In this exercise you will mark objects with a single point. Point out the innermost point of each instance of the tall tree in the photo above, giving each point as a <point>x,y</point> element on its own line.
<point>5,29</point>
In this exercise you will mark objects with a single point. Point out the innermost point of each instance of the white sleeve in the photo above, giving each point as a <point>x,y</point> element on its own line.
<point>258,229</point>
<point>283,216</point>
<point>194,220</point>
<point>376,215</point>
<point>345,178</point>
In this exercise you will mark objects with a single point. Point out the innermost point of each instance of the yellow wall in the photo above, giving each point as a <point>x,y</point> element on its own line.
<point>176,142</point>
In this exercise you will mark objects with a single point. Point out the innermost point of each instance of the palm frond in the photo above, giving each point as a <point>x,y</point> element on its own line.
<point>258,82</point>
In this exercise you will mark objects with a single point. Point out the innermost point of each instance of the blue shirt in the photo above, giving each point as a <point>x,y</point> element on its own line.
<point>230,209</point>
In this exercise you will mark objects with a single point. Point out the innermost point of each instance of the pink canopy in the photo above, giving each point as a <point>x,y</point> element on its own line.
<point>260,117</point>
◆ ◆ ◆
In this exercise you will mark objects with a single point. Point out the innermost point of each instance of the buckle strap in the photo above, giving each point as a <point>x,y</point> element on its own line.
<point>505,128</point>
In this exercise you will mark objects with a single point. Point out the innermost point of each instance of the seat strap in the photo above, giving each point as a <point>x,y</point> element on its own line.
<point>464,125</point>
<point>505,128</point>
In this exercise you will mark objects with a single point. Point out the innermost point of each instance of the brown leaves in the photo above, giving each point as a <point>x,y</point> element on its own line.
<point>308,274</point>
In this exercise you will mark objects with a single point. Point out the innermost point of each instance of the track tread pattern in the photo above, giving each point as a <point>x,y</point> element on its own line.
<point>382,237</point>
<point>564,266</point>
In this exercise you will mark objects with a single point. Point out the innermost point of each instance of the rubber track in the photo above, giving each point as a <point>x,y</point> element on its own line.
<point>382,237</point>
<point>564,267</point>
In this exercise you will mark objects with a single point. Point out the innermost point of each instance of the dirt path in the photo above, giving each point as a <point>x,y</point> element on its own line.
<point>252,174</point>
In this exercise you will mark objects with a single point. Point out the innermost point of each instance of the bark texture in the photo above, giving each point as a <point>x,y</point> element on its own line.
◆ ◆ ◆
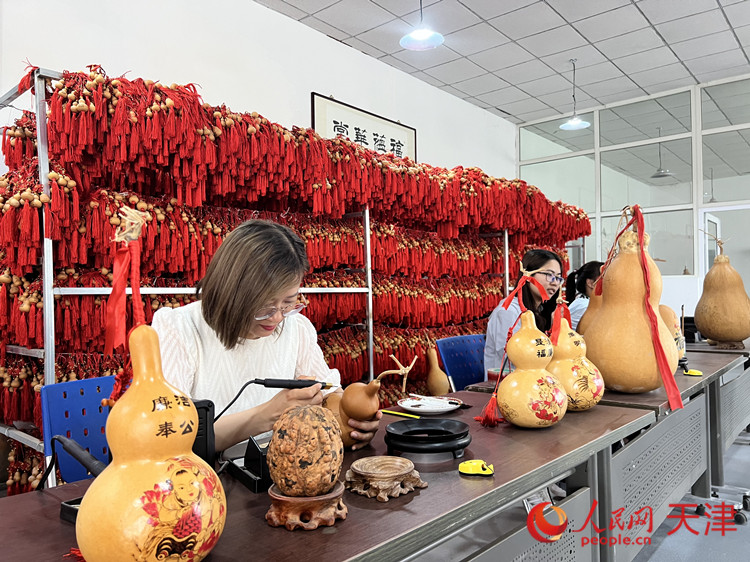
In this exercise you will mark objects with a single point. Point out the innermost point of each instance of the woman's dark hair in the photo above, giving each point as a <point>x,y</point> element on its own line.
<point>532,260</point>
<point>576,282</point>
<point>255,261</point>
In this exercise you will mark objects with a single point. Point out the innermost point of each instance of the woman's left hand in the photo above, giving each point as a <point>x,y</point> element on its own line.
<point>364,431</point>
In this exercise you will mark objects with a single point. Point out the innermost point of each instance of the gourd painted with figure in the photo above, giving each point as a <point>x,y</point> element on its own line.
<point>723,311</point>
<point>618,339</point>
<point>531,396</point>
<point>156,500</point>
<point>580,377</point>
◆ ◆ ◆
### Task prompt
Reproduce the entries above without alteration, from the line containing "of the tall" through the line containing "<point>258,82</point>", with both lines included.

### Finished exercise
In this exercise you will mark objects with a single point. Point out the innermost point of each instance of the tall tree in the photo above, giving each point as a <point>x,y</point> element on its own line.
<point>5,29</point>
In this exercise you will mark objects with a single point. Point out the innermost point of each instance of the white sleeve in the photo above, giving each point as a <point>x,y</point> element on its own line.
<point>258,229</point>
<point>283,216</point>
<point>194,220</point>
<point>376,215</point>
<point>345,178</point>
In this exercise you will mark objects with a single point. Point out the innermost point of each instance of the yellow wall in the photo above, giving each point as a <point>x,y</point> element on its own line.
<point>176,142</point>
In this exercise you will mark objects with a single point. Point out the innermost point of each instance of the palm frond in the photo above, giving each point as a <point>x,y</point> element on its own line.
<point>258,82</point>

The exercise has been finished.